[Data]

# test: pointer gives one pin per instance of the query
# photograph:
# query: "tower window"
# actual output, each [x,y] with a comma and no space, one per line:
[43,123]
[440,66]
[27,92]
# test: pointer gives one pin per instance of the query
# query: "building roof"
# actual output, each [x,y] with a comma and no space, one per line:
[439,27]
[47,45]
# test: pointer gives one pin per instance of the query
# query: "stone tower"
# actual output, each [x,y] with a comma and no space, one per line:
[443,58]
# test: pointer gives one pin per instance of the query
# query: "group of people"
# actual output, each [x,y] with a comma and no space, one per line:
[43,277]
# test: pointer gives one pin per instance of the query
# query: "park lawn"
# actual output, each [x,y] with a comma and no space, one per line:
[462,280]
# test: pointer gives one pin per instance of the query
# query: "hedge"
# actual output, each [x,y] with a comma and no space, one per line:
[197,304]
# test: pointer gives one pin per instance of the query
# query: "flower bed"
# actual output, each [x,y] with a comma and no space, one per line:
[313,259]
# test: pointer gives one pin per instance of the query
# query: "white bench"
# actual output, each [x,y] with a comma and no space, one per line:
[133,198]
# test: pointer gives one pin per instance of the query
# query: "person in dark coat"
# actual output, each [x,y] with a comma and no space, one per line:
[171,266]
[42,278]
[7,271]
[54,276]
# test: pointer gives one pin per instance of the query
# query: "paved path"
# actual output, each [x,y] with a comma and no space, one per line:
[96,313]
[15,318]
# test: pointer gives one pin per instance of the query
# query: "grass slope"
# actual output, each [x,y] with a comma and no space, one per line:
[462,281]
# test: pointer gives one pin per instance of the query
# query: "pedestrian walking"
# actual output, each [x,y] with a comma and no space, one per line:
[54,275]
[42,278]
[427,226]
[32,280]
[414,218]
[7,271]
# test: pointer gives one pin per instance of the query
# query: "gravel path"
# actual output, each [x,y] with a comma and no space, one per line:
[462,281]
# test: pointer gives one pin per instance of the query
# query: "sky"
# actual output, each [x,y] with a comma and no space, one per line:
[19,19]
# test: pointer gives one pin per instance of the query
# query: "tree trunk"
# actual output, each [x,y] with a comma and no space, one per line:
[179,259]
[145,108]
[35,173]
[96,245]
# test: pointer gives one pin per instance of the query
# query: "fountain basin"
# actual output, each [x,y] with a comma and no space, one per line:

[/Data]

- Your objective
The answer must consist of every line from the entries above that contains "tower".

- Expected answer
# query: "tower window"
# query: "stone tower"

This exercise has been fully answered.